Text provided |
Single by Lauren Alaina

from the album Wildflower
- Released: July 16, 2012
- Recorded: 2011
- Genre: Country
- Length: 3:44
- Label: Mercury Nashville
- Songwriters: Ashley Gorley; Kelley Lovelace; Carrie Underwood;
- Producer: Byron Gallimore

Lauren Alaina singles chronology
| "Georgia Peaches" (2011) | "Eighteen Inches" (2012) | "Barefoot and Buckwild" (2013) |

Music video
- "Eighteen Inches" (Lyric video) on YouTube

= Eighteen Inches =

"Eighteen Inches" is a song written by Carrie Underwood, Ashley Gorley and Kelley Lovelace and recorded by American country music artist Lauren Alaina. It was released on July 16, 2012, as the third and final single from Alaina's debut album Wildflower.

==Content==
"Eighteen Inches" is a story of two young lovers early in their relationship, with references to the space between a person’s head and heart.

Data provided |

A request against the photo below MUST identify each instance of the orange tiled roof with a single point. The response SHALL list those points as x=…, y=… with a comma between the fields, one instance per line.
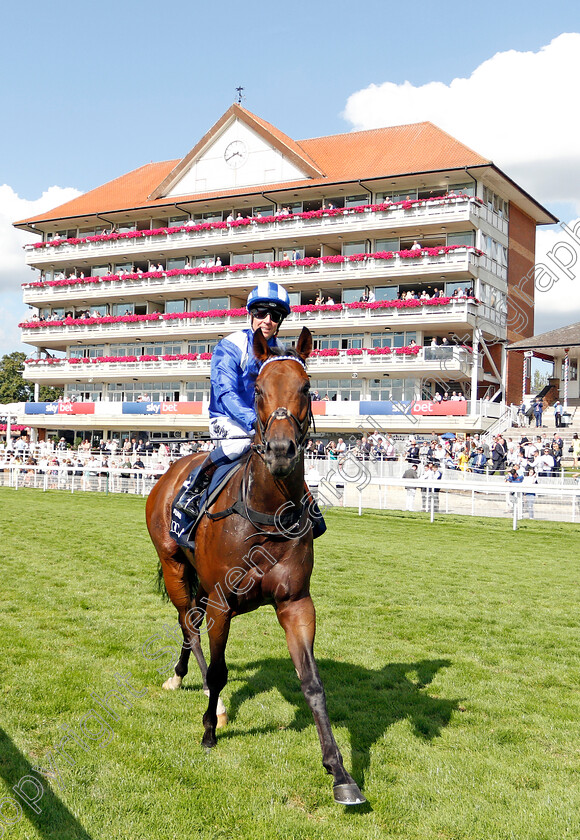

What you will do |
1. Using the "Eighteen Inches" article, explain in one to three sentences why "Eighteen Inches" sits between "Georgia Peaches" and "Barefoot and Buckwild" in the singles chronology.
2. Output word for word the part of the "Eighteen Inches" article that begins at the words "Lauren Alaina singles" and stops after the words "head and heart.".
You won't need the data for this work.

Answer set |
1. "Eighteen Inches" came out in 2012. "Georgia Peaches" came out in 2011 and "Barefoot and Buckwild" in 2013. Because the chronology lists Lauren Alaina's singles by release year, "Eighteen Inches" falls between the other two.

2.
Lauren Alaina singles chronology
| "Georgia Peaches" (2011) | "Eighteen Inches" (2012) | "Barefoot and Buckwild" (2013) |

Music video
- "Eighteen Inches" (Lyric video) on YouTube

= Eighteen Inches =

"Eighteen Inches" is a song written by Carrie Underwood, Ashley Gorley and Kelley Lovelace and recorded by American country music artist Lauren Alaina. It was released on July 16, 2012, as the third and final single from Alaina's debut album Wildflower.

==Content==
"Eighteen Inches" is a story of two young lovers early in their relationship, with references to the space between a person’s head and heart.